■ Exercise aim: Arrange the stretch of records from the line containing "point_to SHOULD place one pin on every instance of the palm" through the end of the records as a numbered list, leaving out any blank lines.

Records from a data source
***

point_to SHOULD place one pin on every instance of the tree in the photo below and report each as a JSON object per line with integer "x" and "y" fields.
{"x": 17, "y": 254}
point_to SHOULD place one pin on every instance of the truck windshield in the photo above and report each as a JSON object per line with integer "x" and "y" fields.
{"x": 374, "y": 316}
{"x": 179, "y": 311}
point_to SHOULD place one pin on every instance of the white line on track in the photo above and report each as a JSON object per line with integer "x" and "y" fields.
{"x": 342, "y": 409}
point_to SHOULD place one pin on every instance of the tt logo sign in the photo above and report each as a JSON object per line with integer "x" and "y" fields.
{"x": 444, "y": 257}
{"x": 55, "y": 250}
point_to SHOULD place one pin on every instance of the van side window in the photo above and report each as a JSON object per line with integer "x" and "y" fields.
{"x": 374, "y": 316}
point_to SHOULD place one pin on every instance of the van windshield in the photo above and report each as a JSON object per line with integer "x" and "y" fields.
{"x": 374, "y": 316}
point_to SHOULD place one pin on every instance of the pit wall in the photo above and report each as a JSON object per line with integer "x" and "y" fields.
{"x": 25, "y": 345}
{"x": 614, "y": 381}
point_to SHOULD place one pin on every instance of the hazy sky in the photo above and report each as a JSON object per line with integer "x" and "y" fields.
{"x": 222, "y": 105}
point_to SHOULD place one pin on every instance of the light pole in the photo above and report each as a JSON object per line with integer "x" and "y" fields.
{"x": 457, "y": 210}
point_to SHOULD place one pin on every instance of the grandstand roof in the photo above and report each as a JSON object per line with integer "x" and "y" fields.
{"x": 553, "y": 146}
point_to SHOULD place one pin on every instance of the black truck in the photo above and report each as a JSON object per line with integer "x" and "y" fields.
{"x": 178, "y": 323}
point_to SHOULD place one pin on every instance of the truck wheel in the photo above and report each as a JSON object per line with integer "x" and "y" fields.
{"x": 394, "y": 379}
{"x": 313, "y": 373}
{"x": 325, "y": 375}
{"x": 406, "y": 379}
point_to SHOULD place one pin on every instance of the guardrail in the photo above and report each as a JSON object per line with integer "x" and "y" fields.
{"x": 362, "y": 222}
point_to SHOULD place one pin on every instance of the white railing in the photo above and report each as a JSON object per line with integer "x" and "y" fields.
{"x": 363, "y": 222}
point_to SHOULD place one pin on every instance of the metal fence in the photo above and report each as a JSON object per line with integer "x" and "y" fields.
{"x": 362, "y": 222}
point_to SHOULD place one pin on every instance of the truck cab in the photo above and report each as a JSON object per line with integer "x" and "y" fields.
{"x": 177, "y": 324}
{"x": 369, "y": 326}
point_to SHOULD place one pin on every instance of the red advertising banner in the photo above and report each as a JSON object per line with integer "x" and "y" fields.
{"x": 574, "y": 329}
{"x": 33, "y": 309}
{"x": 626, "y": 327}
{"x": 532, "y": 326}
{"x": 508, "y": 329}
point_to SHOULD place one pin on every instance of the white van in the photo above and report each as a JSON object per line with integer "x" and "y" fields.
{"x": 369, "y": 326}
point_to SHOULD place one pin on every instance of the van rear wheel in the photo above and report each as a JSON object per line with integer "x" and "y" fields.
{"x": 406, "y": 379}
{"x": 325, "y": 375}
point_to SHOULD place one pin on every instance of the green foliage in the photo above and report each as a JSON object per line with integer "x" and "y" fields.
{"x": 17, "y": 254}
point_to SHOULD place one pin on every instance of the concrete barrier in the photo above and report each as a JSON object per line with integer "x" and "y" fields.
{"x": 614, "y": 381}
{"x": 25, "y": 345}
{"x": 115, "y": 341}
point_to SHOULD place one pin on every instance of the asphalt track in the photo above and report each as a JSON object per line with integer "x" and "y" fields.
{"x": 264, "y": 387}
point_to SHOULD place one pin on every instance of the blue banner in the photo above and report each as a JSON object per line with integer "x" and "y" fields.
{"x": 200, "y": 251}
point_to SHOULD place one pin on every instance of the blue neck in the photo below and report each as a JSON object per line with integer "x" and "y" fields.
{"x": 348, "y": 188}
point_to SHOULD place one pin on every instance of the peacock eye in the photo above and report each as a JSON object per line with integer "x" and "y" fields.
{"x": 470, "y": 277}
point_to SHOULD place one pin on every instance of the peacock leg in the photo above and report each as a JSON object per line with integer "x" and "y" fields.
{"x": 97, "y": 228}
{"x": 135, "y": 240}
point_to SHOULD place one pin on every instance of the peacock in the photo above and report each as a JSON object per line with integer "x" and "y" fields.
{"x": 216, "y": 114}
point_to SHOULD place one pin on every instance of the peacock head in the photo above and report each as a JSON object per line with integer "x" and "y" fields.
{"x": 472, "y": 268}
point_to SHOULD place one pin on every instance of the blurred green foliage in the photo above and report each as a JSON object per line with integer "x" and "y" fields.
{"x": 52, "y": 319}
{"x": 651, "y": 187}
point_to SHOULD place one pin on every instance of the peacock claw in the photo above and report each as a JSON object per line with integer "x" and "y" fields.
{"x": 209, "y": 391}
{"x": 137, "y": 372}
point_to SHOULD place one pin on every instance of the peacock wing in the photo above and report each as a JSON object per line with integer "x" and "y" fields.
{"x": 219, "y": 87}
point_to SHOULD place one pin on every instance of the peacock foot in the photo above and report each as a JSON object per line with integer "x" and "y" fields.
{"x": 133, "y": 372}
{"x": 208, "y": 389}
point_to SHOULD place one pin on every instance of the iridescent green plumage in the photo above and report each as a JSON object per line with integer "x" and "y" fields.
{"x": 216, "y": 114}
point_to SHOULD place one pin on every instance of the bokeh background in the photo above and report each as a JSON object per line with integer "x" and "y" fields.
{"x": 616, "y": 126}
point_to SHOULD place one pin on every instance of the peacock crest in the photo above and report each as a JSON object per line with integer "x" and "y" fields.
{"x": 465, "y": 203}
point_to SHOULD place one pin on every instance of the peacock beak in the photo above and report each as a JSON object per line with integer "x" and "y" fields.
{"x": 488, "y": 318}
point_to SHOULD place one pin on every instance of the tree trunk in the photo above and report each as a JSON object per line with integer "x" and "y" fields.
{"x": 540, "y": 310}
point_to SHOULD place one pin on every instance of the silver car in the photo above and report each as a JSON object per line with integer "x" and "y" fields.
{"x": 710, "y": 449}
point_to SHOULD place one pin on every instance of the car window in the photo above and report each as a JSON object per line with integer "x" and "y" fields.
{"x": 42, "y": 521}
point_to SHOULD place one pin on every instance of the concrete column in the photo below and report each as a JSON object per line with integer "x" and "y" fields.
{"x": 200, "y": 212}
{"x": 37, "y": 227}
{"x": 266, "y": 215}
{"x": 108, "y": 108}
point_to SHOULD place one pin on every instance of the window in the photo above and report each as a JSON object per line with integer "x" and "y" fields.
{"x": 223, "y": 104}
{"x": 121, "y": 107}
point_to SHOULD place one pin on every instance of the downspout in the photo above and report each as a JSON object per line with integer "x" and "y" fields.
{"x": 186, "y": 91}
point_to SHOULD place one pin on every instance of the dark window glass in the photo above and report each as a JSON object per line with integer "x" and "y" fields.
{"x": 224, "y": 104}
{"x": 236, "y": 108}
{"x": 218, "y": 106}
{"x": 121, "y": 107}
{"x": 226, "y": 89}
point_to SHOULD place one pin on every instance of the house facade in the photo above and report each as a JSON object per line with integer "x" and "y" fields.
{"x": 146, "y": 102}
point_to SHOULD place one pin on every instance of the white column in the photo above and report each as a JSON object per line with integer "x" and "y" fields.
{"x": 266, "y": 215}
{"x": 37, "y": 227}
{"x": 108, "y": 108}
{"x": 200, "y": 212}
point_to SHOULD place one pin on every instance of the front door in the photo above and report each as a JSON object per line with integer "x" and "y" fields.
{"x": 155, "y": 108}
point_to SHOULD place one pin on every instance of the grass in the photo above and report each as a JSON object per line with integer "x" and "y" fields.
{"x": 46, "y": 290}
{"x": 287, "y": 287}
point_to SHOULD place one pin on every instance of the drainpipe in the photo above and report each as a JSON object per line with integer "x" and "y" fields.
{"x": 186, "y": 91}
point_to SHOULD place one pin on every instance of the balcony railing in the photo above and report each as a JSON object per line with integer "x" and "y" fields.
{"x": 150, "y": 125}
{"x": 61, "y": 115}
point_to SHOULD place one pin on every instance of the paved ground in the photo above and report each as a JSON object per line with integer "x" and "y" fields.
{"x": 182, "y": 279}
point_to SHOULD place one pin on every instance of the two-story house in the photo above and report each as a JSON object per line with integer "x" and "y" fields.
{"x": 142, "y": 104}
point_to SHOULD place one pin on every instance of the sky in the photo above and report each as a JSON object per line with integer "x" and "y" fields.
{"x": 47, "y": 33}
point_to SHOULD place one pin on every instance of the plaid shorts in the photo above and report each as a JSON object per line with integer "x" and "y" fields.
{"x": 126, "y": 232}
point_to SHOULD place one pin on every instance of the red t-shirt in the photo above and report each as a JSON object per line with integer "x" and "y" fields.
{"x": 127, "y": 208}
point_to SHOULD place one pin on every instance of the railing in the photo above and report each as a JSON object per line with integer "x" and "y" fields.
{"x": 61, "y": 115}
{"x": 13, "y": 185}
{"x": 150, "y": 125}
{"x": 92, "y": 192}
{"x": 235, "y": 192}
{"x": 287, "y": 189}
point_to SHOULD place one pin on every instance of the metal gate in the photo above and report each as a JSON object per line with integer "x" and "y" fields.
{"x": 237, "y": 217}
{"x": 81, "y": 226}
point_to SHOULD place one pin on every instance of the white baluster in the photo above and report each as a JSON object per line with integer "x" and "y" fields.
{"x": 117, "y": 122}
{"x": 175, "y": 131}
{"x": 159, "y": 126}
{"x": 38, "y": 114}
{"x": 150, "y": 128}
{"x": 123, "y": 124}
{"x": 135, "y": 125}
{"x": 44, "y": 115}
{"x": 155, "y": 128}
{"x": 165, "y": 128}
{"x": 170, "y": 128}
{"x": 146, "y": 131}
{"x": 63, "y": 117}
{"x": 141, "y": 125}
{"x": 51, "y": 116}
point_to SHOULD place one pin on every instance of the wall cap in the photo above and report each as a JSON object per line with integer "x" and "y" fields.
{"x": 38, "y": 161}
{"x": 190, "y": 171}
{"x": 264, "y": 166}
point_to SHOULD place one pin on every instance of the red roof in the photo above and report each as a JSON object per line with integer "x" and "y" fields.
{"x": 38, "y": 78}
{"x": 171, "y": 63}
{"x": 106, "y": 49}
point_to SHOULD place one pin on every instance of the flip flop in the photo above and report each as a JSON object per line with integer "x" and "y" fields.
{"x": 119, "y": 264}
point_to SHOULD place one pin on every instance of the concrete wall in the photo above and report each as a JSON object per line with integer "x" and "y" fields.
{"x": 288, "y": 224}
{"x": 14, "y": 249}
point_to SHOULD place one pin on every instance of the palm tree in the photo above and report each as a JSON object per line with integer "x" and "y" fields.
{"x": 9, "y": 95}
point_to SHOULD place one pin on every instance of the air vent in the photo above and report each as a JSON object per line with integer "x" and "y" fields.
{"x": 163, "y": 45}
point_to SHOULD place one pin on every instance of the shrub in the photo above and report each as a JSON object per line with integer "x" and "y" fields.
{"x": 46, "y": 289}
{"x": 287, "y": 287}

***

■ Exercise response:
1. point_to SHOULD place one pin on every instance of the palm tree in the photo above and report each as a JSON object per line with integer "x" and "y" fields.
2. {"x": 9, "y": 95}
3. point_to SHOULD place one pin on every instance of the air vent in the photo above and report each as a JSON object per line with integer "x" and "y" fields.
4. {"x": 163, "y": 45}
5. point_to SHOULD place one pin on every instance of the shrub in the photo above and report each as a JSON object per line with integer "x" and "y" fields.
6. {"x": 46, "y": 289}
7. {"x": 287, "y": 287}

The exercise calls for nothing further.